ОПИСАНИЕ ЗАДАНИЯ
Повторите все записи ниже дословно, от первой до последней строки.

ЗАПИСИ ДАННЫХ
☆ ☆ ☆ ☆ ☆

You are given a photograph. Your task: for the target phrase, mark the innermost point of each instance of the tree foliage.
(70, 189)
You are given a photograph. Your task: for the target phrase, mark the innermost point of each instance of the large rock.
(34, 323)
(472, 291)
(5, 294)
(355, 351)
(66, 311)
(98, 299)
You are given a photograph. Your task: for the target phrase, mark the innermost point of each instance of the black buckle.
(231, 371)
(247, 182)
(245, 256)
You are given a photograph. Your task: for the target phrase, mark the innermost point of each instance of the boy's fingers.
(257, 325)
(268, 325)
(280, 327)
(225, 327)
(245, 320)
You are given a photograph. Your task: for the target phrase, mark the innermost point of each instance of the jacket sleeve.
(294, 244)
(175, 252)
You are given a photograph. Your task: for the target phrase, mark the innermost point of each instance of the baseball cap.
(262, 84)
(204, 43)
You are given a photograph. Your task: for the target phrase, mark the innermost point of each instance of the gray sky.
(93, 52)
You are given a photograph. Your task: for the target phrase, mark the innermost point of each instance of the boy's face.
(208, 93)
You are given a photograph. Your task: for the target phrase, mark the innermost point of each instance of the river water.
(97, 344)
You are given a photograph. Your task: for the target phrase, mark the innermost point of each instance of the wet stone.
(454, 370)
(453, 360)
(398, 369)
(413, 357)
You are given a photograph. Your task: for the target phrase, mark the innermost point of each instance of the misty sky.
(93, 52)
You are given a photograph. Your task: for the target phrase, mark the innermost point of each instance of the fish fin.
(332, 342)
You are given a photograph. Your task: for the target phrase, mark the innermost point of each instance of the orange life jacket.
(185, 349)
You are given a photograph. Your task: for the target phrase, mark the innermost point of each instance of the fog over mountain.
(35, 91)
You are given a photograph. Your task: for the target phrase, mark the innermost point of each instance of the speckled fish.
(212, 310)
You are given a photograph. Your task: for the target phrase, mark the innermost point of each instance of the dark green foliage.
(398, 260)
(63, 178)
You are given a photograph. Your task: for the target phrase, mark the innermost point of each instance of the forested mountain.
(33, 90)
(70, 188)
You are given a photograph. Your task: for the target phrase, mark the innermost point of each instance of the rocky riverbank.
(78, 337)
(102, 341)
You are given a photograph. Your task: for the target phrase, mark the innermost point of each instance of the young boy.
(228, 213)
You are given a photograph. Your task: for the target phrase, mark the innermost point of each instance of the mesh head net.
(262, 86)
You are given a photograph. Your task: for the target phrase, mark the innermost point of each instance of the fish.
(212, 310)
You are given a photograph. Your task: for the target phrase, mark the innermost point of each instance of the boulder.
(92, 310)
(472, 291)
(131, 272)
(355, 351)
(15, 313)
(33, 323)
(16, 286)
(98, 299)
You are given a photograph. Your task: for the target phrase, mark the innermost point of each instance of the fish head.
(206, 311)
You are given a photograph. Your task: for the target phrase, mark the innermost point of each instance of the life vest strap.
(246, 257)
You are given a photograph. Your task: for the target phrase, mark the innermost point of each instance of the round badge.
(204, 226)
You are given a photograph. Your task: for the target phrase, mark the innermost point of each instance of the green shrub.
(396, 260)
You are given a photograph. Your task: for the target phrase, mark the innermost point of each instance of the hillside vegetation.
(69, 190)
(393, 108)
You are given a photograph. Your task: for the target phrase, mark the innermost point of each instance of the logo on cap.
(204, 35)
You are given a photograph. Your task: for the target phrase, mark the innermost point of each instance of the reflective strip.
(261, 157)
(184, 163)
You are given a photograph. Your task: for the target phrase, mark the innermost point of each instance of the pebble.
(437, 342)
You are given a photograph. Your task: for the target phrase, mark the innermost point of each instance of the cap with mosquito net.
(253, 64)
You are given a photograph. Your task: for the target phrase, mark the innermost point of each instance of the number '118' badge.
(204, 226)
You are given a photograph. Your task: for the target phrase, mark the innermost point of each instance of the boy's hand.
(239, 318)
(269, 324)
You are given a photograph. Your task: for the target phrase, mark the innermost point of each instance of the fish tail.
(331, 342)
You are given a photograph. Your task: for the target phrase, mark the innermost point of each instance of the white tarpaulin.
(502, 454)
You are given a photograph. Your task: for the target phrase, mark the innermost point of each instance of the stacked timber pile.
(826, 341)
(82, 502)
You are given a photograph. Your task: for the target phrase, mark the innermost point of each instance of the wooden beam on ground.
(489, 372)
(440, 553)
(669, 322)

☆ ☆ ☆ ☆ ☆

ПОЛНЫЙ ОТВЕТ
You are given a photograph. Your task: for the target phrase, mark the innermost point of each instance of the tree foliage.
(70, 189)
You are given a photograph. Your task: for the target phrase, mark the innermost point of each instance of the large rock.
(34, 323)
(472, 291)
(5, 294)
(355, 351)
(66, 311)
(98, 299)
You are given a photograph. Your task: for the target phrase, mark the innermost point of each instance of the black buckle.
(231, 371)
(247, 182)
(245, 256)
You are given a photograph. Your task: for the target phrase, mark the innermost point of each instance of the boy's fingers.
(257, 325)
(268, 325)
(280, 327)
(225, 327)
(245, 320)
You are given a photograph. Your task: for the target phrase, mark the innermost point of each instance of the jacket sleeve.
(294, 244)
(175, 252)
You are given a photograph. Your task: for the target phrase, mark the innermost point of each instance of the baseball cap.
(262, 84)
(204, 43)
You are given a photograph. Your task: for the target phrase, mark the innermost point of each instance of the gray sky.
(93, 52)
You are given a photograph. Your task: for the target phrase, mark the innermost point of each instance of the boy's face.
(208, 93)
You are given a photograph. Your task: for the target phrase, mark the innermost point of each instance of the river water.
(97, 344)
You are given a photograph. Your task: for the target phrase, mark the innermost point of each instance of the wet stone.
(454, 370)
(453, 360)
(398, 369)
(413, 357)
You are given a photograph. Your task: for the target phrase, mark the innermost point of each instance of the misty sky.
(93, 52)
You are given a photograph. Your task: for the target phrase, mark the innermost point of each instance of the fish fin.
(332, 342)
You are given a photograph. Your task: for the target phrase, mark the innermost point of each instance of the orange life jacket.
(185, 349)
You are given a photograph. Your task: for the target phrase, mark the innermost point of each instance of the fog over mountain.
(35, 91)
You are given a photograph. Your task: for the target phrase, mark the innermost point of each instance of the speckled fish.
(212, 310)
You are given a photograph. Your task: for the target phrase, mark the innermost point of each instance of the dark green foliage.
(398, 260)
(63, 178)
You are given a photograph. Your task: for the target phrase, mark the innermost point of each instance of the forested mountain.
(33, 90)
(70, 188)
You are given a photograph. Your task: for the target phrase, mark the innermost point of each instance of the rocky riverbank.
(78, 337)
(102, 341)
You are given a photograph. Your task: for the target phrase, mark the innermost point of each instance of the young boy.
(228, 213)
You are given a photograph. Your task: for the target phrase, mark the innermost point of each instance of the mesh head net.
(262, 86)
You are given a photograph. Your task: for the target phrase, mark the innermost point of each instance of the fish.
(212, 310)
You are given a photograph. Your task: for the target phrase, mark the innermost point of each instance of the boulder.
(92, 310)
(472, 291)
(131, 272)
(355, 351)
(15, 313)
(33, 323)
(16, 286)
(98, 299)
You are given a photograph. Your task: for the target phrase, mark the innermost point of each instance of the fish head.
(206, 311)
You are given a photograph. Your task: for the target phrase, mark the innermost point of each instance of the life vest strap.
(246, 257)
You are given a photograph. Your task: for the target phrase, mark the innermost point of each instance of the round badge.
(204, 226)
You are given a photograph. Your task: for the target phrase, mark the innermost point of each instance of the green shrub.
(396, 260)
You are given a photograph. Your task: for the target phrase, mark the innermost point of each instance of the hillside vegetation.
(69, 190)
(393, 108)
You are given a photograph. Your task: for the target phrase, mark the innermost point of each instance of the logo on cap.
(204, 35)
You are given a photograph. Your task: for the target phrase, mark the innermost point of each instance of the reflective strip.
(261, 157)
(184, 163)
You are given a photograph. Your task: for the target phrase, mark the innermost point of each instance of the pebble.
(437, 342)
You are given a photograph. Your task: for the target phrase, mark the innermost point of each instance of the cap with mosquito net.
(253, 64)
You are given a photograph. Your task: for the target phrase, mark the innermost point of each instance of the number '118' badge.
(204, 226)
You are given a photograph. Your task: for the target phrase, mark the innermost point of each instance of the boy's hand.
(239, 318)
(269, 324)
You are given a photograph. Your task: for the target phrase, mark the innermost point of each instance of the fish tail.
(331, 342)
You are given a photograph. Your task: for the target phrase, mark the innermost point of each instance of the white tarpaulin.
(502, 454)
You are given a photograph. Your task: for the target phrase, mark the innermost point of each instance of the stacked timber pile.
(826, 341)
(82, 502)
You are given a photograph. Your task: for the target phrase, mark the innermost point of each instance of the wooden beam on ground.
(489, 372)
(440, 553)
(669, 322)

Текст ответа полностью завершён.